» **Tarefas solicitadas**:
**1)** Responda com base no texto sobre o vinho de uva Isabel:
(a) Quais são as ocupações de J. Hilgert?
(b) Em que data o texto foi publicado?
(c) Em que região do país muitos imigrantes europeus usaram a variedade para fazer vinhos?
**2)** Liste todas as tags do texto sobre o vinho de uva Isabel que contêm a palavra "imigrantes".
**3)** Escreva o trecho seguinte do texto sobre o vinho de uva Isabel, a partir da última frase apresentada.

» **Texto da página**:
..........

Escrito por:

J. Hilgert

Sommelière, mestre em filosofia e colunista da Casa Tertúlia

2021-02-02 03:40:37

Tags: história da uva,história do rio grande do sul,história do vinho,imigrantes,imigrantes alemães,imigrantes europeus,imigrantes italianos,isabel,isabel-2018,suco de uva,suco-de-uva-bordo-integral,suco-de-uva-branco-integral,uva isabel,uvas americanas,vinho colonial,vinho de garrafão,vinho de mesa,vinho isabel,vitis labrusca,

Isabel, vitis labrusca: um vinho na memória gustativa de muitos

De casta proibida a memória bem guardada, os vinhos de uva Isabel evocam a história de nossos antepassados e voltam a ser prestigiados por suas pecularidades.

“Quando bebo esse vinho, lembro do meu avô, dos almoços em família, abastecidos pelo vinho que ele fazia e guardava no porão da sua casa.” Esse relato, não incomum quando convidamos amigos para degustar nosso vinho proibido, costuma ser manifesto por muitos que viveram uma história hoje menos usual, mas ainda presente nas memórias de muitos. Por ser uma uva de cultivo mais dócil e de fácil adaptação, sua presença estendeu-se por nossos solos, especialmente no sul do país, onde muitos imigrantes europeus utilizaram a variedade para fazer vinhos, buscando reproduzir os que conheceram em suas terras originárias.

..........

» **Dados fornecidos**:
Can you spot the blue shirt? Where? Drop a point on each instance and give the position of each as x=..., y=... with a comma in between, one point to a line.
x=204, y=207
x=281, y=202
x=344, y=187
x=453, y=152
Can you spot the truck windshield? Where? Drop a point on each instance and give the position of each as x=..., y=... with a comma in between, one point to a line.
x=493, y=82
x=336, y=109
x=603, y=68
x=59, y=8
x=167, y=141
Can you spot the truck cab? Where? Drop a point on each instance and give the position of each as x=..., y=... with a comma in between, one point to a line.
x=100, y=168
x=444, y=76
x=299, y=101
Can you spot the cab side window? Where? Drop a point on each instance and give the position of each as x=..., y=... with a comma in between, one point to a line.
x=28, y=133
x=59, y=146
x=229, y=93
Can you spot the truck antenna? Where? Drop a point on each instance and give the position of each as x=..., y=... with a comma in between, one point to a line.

..........

» **Resultados das tarefas**:
**1)**
(a) Sommelière, mestre em filosofia e colunista da Casa Tertúlia.
(b) 2021-02-02.
(c) No sul do país.

**2)**
imigrantes
imigrantes alemães
imigrantes europeus
imigrantes italianos

**3)**
Não se encontravam videiras à época no Brasil. Na tentativa de cultivá-las, eram trazidas frações de seus galhos, que, ao serem afundadas na terra, desenvolvem as plantas perfeitamente. Mas o cultivo de uvas finas, além de ser ameaçado pela filoxera (inseto que dizimou vinhedos pelo mundo no século XVIII), não obteve êxito, até se passar a utilizar mudas enxertadas, o que ocorreu apenas na década de 1920 no Brasil. Dificuldades no manejo e tentativas fracassadas ocasionaram a substituição das mudas de cultivares europeias (vitis vinífera) pelas americanas (vitis labrusca), que além de tudo são mais resistentes à filoxera. De espécies diferentes e características bastante variadas, unificam-se quanto ao resultado tão desejado: o sumo fermentado das uvas que reaparecia então sobre as mesas.

Reunião familiar em Caxias do Sul, datada de 1928, de Franklin Benvenutti. Apesar das garrafas remeterem atualmente à cerveja, a coloração nos copos e o contexto de produção de vinhos, presente então na época, indica-nos qual era a bebida desfrutada.

Foi essa transformação que ainda hoje faz com que muitas pessoas tragam o hábito de elaborar vinhos com uvas de mesa, como é o caso da uva Isabel, e muito comumente inclusive desconheçam as viníferas europeias. Assim, guarda-se na memória o vinho conhecido através de familiares ou amigos e que era produzido dessa forma. Muitos ainda seguem o cultivo ou o consumo de vinhos de mesa, preferindo-os sobre os vinhos finos (assim chamados pela legislação brasileira, sendo uma das poucas categorias distinguidas, se compararmos, por exemplo, às inúmeras diferenciações encontradas nas leis da França). Mesmo que nos dias atuais vinhos de todas as castas e partes do mundo estejam acessíveis, as recordações mantêm com carinho os sabores e aromas que se sentiam naquelas taças.

Os famigerados “vinhos de garrafão”, por muitos conhecidos e ainda comercializados não como raridade no sul do país, são em sua vasta maioria vinificados a partir de uvas de mesa.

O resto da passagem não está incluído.